TASK DESCRIPTION ▸ Make an exact copy of the entries, and keep any pictures out of it.

______________________________

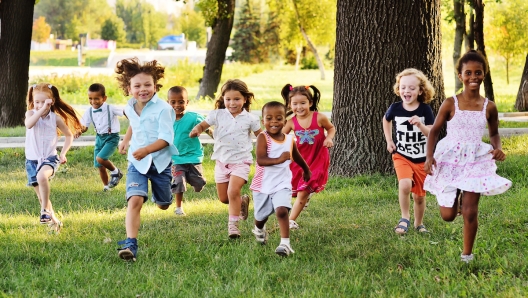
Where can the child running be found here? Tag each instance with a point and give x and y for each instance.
(413, 119)
(272, 189)
(46, 113)
(461, 161)
(232, 149)
(309, 127)
(106, 124)
(150, 137)
(187, 166)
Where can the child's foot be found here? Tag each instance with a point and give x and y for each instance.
(115, 178)
(293, 225)
(244, 207)
(232, 230)
(179, 211)
(128, 250)
(466, 258)
(284, 250)
(261, 235)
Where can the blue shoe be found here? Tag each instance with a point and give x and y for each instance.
(128, 250)
(115, 178)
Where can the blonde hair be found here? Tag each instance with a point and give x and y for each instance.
(425, 86)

______________________________

ANSWER BOX ▸
Where can the child running be found here? Tag each instance with a point and give x and y for each instance.
(413, 119)
(272, 189)
(46, 113)
(461, 161)
(232, 149)
(309, 127)
(106, 124)
(150, 137)
(187, 166)
Where can the child's foot be found here? Tag each instance with a point and give x and y for each instance.
(115, 178)
(293, 225)
(244, 207)
(232, 230)
(179, 211)
(128, 250)
(466, 258)
(284, 250)
(261, 235)
Where can the blue shoe be found here? Tag each instance with a point and give x and y for each instance.
(128, 250)
(115, 178)
Where can the blonde hair be found here? Tag each instance with a point and give x and y for each instance.
(425, 86)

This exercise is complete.